■ Objectives
(1) Using the Saratoga demographics page, answer these:
(a) What population does it give for Saratoga?
(b) By what percentage did Santa Clara County's population increase over the same period as Saratoga's growth?
(c) What share of homes in Saratoga in 2022 were single family detached?
(2) Retype the part of the Saratoga demographics page that opens with the words containing "In 2022, 39%" and closes with "8.6% population increase.".

■ Document section
◆ ◆ ◆ ◆ ◆ ◆ ◆

Saratoga’s Demographics

Population: 30,567
Households: 10,798
Housing Units: 11,353
Source: California Department of Finance, 2023 Table E-5

Employed Residents: 14,353
Source: ACS 2022 5 year estimates

In 2022, 39% of Saratoga’s population was White while 0.1% was African American, 55.5% was Asian, and 2.4% was Latinx. People of color in Saratoga comprise a proportion below the overall proportion in the Bay Area as a whole.
Source: ACS 2022 5 year estimates

Rate of population growth, 2010 to 2020: 3.1%
Rate of housing unit addition, 2010 to 2020: 1.6%
Source: California Department of Finance, Table E-5

Over the same period, Saratoga grew more slowly than Santa Clara County, which had a 9.2% population increase, or the nine-county Bay Area region, which had a 8.6% population increase.

The number of new homes built in Saratoga and Santa Clara County has not kept pace with demand, resulting in longer commutes, increasing prices, and exacerbating issues of displacement and homelessness.


Housing Types in Saratoga

It is important to have a variety of housing types to meet the needs of a community today and in the future. In 2022, 83.5% of homes in Saratoga were single family detached (generally the most expensive type of home), 7.2% were single family attached, 3.6% were small multifamily (2-4 units), and 5.7% were medium or large multifamily (5+ units). Between 2010 and 2020, the number of single-family units increased more than multi-family units. In Saratoga, the share of the housing stock that is detached single family homes is higher than the average of other jurisdictions in the region.

◆ ◆ ◆ ◆ ◆ ◆ ◆

■ Data section

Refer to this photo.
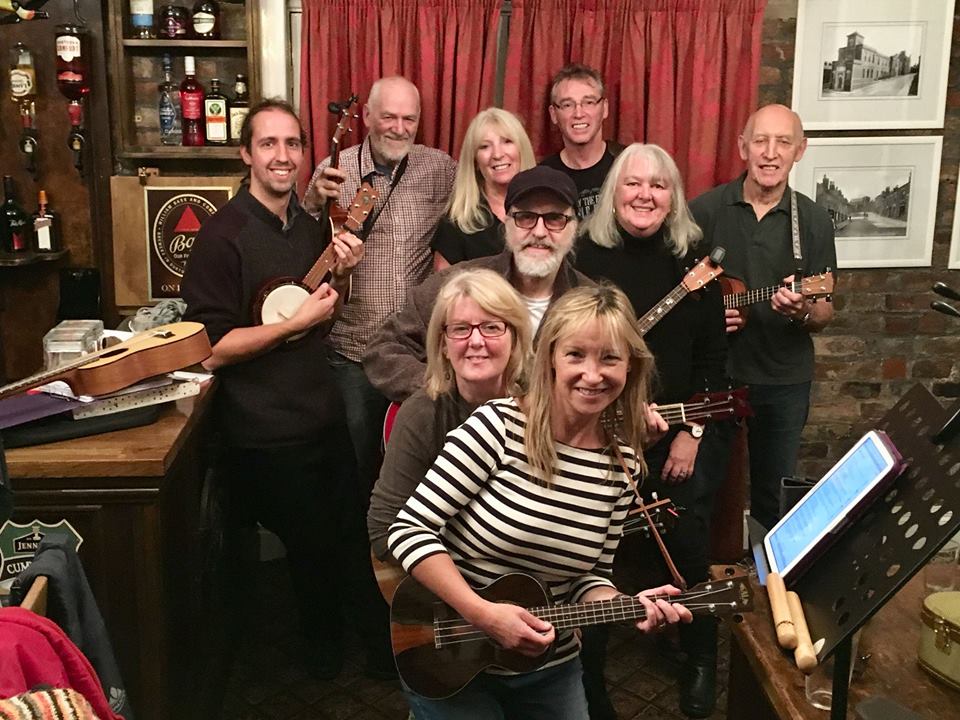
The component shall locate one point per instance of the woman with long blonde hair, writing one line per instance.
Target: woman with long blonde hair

◆ ◆ ◆ ◆ ◆ ◆ ◆

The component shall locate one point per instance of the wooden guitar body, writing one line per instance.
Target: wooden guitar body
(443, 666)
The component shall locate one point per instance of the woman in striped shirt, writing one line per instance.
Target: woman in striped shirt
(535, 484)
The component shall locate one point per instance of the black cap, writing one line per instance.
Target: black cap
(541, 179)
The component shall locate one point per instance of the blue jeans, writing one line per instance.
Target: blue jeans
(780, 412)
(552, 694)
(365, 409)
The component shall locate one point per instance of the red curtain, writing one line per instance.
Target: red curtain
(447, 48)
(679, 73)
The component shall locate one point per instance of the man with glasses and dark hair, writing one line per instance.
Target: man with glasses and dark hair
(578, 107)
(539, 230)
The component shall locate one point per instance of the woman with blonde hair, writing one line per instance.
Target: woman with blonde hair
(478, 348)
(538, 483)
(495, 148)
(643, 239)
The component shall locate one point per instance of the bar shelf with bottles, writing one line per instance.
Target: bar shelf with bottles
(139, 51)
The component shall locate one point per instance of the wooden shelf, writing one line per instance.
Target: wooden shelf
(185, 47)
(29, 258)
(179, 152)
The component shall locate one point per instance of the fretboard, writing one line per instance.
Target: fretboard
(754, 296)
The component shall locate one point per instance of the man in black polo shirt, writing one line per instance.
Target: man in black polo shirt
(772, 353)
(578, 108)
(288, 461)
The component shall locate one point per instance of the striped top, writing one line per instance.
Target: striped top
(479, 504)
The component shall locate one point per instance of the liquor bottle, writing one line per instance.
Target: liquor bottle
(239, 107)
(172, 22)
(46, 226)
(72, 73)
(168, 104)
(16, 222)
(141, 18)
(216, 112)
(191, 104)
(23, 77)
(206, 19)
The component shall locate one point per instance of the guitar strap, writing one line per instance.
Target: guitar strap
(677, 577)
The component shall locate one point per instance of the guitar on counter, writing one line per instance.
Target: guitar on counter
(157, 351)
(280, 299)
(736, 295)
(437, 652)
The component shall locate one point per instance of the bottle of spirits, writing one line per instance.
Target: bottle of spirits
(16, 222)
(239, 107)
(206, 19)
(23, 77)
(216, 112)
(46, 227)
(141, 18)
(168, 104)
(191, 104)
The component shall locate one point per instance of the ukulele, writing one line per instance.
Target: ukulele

◆ ◆ ◆ ◆ ◆ ◆ ◆

■ Worked solutions
(1)
(a) 30,567
(b) 9.2%
(c) 83.5%

(2)
In 2022, 39% of Saratoga’s population was White while 0.1% was African American, 55.5% was Asian, and 2.4% was Latinx. People of color in Saratoga comprise a proportion below the overall proportion in the Bay Area as a whole.
Source: ACS 2022 5 year estimates

Rate of population growth, 2010 to 2020: 3.1%
Rate of housing unit addition, 2010 to 2020: 1.6%
Source: California Department of Finance, Table E-5

Over the same period, Saratoga grew more slowly than Santa Clara County, which had a 9.2% population increase, or the nine-county Bay Area region, which had a 8.6% population increase.